» Goal of the exercise
Copy out, in full, each line in the rows below that contains the string "utility".
........
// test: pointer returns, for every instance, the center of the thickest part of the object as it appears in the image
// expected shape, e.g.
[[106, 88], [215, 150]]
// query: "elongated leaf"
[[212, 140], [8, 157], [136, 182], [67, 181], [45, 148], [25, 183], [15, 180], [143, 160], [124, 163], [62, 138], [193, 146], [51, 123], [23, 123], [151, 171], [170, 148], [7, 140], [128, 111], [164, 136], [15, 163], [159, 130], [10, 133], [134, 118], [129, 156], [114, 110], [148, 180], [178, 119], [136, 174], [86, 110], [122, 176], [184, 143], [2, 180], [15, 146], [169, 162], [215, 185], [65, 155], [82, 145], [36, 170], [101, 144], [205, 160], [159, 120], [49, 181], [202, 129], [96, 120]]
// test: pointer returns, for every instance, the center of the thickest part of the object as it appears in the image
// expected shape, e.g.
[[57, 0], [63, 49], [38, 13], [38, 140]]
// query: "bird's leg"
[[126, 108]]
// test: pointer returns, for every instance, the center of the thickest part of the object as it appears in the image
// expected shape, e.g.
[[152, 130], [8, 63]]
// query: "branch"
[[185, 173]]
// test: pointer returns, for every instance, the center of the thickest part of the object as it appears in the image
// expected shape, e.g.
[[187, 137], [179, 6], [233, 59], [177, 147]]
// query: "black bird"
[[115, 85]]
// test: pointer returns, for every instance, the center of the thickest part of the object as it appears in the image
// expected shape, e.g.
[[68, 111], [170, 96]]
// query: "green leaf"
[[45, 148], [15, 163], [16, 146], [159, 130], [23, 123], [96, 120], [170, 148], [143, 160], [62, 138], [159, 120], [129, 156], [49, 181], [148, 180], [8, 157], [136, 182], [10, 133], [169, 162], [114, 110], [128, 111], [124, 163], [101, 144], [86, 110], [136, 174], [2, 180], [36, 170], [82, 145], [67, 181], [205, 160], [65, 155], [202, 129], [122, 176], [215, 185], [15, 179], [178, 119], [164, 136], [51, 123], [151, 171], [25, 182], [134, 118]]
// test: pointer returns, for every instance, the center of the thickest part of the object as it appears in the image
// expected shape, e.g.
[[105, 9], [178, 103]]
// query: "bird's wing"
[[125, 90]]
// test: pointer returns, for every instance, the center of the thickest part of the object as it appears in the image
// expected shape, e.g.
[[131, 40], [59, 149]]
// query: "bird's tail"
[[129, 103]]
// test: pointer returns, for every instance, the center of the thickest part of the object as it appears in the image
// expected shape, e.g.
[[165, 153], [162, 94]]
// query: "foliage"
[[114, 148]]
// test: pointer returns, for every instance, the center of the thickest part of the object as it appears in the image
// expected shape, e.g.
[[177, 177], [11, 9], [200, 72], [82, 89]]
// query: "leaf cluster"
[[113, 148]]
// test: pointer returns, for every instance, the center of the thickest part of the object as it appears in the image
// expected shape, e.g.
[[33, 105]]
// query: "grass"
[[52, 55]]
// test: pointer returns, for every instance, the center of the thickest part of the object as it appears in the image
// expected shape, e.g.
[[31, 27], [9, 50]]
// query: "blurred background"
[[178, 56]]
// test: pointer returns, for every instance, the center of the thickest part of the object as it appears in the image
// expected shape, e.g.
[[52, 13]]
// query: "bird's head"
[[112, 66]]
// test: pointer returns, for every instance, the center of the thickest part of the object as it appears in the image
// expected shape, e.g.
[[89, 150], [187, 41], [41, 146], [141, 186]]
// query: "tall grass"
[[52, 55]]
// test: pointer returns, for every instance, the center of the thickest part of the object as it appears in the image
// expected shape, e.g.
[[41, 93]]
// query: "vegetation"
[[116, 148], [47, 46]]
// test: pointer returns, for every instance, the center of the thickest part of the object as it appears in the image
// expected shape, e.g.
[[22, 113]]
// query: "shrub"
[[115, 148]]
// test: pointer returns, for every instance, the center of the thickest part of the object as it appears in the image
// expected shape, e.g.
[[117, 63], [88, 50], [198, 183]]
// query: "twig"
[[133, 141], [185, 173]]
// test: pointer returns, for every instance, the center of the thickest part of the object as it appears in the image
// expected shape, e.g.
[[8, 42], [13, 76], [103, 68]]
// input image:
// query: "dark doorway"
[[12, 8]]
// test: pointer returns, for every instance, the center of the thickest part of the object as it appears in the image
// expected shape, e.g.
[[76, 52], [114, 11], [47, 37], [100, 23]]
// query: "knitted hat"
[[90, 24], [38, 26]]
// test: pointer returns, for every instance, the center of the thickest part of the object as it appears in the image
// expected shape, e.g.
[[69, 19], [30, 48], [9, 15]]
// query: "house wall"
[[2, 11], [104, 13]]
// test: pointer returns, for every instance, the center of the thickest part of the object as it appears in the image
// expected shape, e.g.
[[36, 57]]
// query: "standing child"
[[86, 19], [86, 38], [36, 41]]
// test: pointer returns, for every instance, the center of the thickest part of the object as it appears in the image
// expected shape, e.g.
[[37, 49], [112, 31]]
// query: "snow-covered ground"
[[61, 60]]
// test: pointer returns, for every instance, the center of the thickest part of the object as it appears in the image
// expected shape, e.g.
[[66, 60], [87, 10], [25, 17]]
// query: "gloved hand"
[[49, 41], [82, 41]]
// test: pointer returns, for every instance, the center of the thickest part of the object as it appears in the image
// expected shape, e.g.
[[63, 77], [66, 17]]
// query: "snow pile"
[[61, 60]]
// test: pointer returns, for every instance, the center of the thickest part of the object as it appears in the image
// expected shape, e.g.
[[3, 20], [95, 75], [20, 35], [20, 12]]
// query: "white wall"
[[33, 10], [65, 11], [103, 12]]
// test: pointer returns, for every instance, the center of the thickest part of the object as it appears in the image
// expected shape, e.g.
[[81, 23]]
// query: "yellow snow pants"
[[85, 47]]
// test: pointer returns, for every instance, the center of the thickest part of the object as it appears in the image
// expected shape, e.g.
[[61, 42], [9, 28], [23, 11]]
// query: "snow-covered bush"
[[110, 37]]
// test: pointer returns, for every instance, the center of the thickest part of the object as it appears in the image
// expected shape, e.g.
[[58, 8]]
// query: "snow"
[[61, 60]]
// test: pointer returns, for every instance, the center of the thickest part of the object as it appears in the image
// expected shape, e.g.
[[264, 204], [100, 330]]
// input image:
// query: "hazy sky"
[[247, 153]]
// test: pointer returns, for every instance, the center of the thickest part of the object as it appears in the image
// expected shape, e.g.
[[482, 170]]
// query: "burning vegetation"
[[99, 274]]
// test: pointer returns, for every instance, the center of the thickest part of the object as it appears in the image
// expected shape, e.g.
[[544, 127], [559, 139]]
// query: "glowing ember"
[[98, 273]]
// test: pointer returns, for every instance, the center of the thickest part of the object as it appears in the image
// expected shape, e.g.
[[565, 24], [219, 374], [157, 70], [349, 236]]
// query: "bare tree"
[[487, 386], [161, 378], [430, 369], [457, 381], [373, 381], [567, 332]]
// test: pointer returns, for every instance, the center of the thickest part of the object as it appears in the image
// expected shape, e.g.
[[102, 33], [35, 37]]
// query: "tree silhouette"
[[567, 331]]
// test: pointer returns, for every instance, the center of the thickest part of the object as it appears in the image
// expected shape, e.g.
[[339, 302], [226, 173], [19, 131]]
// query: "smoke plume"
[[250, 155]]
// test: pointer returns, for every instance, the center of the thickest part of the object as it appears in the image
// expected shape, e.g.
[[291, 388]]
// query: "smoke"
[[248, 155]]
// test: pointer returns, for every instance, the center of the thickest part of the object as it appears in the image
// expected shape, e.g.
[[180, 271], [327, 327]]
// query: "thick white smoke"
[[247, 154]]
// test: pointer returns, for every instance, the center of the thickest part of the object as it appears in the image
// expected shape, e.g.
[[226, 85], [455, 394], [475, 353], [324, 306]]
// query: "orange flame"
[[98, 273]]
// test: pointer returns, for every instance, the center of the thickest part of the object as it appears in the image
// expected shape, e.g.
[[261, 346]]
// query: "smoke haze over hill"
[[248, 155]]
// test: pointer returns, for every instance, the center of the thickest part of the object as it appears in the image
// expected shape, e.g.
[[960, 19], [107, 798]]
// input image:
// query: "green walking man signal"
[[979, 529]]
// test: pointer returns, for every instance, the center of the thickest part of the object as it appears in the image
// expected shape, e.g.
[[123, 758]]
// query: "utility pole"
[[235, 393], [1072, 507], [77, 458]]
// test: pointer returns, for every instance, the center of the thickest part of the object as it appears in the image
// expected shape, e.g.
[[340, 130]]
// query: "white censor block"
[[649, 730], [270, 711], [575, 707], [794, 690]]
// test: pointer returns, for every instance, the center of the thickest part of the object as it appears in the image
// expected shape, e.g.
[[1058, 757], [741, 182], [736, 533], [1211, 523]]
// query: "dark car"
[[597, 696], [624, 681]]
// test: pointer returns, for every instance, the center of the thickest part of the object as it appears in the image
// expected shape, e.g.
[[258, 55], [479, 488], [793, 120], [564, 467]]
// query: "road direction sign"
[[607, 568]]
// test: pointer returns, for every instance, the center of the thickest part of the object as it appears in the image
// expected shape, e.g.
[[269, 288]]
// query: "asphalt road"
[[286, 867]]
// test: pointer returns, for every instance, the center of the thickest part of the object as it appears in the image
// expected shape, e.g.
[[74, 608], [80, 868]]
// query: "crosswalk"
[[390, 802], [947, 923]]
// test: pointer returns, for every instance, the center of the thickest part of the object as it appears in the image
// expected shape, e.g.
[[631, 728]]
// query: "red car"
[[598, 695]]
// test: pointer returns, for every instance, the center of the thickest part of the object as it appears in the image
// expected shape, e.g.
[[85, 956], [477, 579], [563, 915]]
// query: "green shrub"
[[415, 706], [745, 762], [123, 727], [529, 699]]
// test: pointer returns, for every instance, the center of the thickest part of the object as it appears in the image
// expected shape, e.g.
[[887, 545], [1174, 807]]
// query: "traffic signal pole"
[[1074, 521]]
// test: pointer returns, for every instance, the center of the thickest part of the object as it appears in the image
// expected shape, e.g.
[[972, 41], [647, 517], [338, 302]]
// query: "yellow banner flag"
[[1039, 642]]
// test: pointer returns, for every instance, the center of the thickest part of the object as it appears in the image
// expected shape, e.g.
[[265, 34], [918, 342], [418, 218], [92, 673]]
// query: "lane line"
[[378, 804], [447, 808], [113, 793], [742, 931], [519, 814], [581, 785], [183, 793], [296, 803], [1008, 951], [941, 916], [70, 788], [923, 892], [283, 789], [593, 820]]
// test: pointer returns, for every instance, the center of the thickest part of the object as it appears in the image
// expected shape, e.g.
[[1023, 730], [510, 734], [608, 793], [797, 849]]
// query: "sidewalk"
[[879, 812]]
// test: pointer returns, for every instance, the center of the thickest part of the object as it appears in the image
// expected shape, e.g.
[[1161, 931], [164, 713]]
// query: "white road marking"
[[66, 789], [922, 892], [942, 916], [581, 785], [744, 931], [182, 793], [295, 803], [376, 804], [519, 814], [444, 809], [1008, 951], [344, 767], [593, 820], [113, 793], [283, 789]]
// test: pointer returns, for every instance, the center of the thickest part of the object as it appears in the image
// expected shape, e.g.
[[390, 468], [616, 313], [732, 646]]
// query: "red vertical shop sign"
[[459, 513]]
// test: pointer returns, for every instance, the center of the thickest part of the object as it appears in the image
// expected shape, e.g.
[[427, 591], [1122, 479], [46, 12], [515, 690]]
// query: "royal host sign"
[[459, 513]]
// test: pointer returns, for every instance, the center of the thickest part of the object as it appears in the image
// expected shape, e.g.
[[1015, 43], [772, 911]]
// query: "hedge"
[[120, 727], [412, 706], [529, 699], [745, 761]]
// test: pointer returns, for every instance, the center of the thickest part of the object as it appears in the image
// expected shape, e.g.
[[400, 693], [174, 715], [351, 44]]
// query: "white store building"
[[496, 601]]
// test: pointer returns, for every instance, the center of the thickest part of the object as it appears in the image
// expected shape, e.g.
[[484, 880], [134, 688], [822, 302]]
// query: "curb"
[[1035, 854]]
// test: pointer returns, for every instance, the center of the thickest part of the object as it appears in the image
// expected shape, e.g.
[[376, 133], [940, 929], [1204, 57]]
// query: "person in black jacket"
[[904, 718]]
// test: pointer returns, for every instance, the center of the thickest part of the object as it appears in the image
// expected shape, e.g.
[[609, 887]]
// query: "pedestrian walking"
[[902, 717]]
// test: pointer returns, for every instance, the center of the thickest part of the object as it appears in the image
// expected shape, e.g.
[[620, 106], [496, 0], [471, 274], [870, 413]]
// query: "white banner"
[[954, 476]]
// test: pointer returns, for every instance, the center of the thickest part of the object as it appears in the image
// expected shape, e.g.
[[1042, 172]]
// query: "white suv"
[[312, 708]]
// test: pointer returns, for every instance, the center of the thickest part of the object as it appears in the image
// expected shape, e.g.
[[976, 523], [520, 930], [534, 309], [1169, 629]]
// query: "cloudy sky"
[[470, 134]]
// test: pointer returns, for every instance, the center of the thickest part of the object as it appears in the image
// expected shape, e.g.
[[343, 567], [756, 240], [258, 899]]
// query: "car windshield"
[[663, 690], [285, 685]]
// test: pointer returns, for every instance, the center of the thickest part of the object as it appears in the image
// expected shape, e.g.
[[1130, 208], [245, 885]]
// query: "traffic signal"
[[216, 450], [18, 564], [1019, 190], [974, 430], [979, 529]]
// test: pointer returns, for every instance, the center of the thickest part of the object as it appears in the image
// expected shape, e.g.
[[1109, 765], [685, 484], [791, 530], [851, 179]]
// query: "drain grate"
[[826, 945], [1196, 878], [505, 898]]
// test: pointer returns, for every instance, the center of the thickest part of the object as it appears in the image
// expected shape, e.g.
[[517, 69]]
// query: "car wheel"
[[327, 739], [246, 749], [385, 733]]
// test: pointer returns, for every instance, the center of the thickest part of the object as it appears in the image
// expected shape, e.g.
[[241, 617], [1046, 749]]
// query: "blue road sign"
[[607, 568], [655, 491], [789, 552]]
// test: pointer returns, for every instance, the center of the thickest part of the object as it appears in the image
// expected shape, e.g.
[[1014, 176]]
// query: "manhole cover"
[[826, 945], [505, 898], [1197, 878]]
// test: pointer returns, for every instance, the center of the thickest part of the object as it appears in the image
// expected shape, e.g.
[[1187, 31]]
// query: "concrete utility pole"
........
» Full response
// query: "utility pole"
// query: "concrete utility pole"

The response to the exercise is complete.